Exercício proposto 1> Devolva na íntegra, sem nenhuma alteração, o texto sobre a novela A Vida da Gente.

Texto fornecido>
O drama da gente

A Vida da Gente – novela de estreia de Lícia Manzo, com direção geral de Jayme Monjardim e Fabrício Mamberti, originalmente exibida entre 2011 e 2012 – está de volta no horário das 18 horas da Globo, a partir dessa segunda-feira (01), em Edição Especial. Nunca antes uma novela priorizou tramas psicológicas e diálogos em detrimento da ação. Isso lhe rendeu o apelido de novela DR (discussão de relação). Explico.

A maioria dos capítulos trouxe diálogos de dois personagens em que se discutia o sentimento ou comportamento de outro. Foi quando a autora fez uso do personagem orelha – outro jargão novelístico aplicado à novela -, aquele que pode até aconselhar e discutir, mas, acima de tudo, ouve, fazendo o papel do público.

É como se o personagem estivesse refletindo sobre seus atos diretamente com o telespectador. Isto trouxe um problema: a novela ficou cansativa em determinados momentos – principalmente quando não havia nenhuma ação para acontecer -, o que causou a sensação de “barriga” (momento na trama em que nada acontece).

Dados extraídos>
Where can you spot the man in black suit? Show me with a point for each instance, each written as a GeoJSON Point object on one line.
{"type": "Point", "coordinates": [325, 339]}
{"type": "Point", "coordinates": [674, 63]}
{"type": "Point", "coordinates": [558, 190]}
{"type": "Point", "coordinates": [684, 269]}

Exercício proposto 2> Reescreva todas as entradas trocando "black suit" por "gray suit" e mantendo todo o resto igual.

Resposta 1>
O drama da gente

A Vida da Gente – novela de estreia de Lícia Manzo, com direção geral de Jayme Monjardim e Fabrício Mamberti, originalmente exibida entre 2011 e 2012 – está de volta no horário das 18 horas da Globo, a partir dessa segunda-feira (01), em Edição Especial. Nunca antes uma novela priorizou tramas psicológicas e diálogos em detrimento da ação. Isso lhe rendeu o apelido de novela DR (discussão de relação). Explico.

A maioria dos capítulos trouxe diálogos de dois personagens em que se discutia o sentimento ou comportamento de outro. Foi quando a autora fez uso do personagem orelha – outro jargão novelístico aplicado à novela -, aquele que pode até aconselhar e discutir, mas, acima de tudo, ouve, fazendo o papel do público.

É como se o personagem estivesse refletindo sobre seus atos diretamente com o telespectador. Isto trouxe um problema: a novela ficou cansativa em determinados momentos – principalmente quando não havia nenhuma ação para acontecer -, o que causou a sensação de “barriga” (momento na trama em que nada acontece).

Resposta 2>
Where can you spot the man in gray suit? Show me with a point for each instance, each written as a GeoJSON Point object on one line.
{"type": "Point", "coordinates": [325, 339]}
{"type": "Point", "coordinates": [674, 63]}
{"type": "Point", "coordinates": [558, 190]}
{"type": "Point", "coordinates": [684, 269]}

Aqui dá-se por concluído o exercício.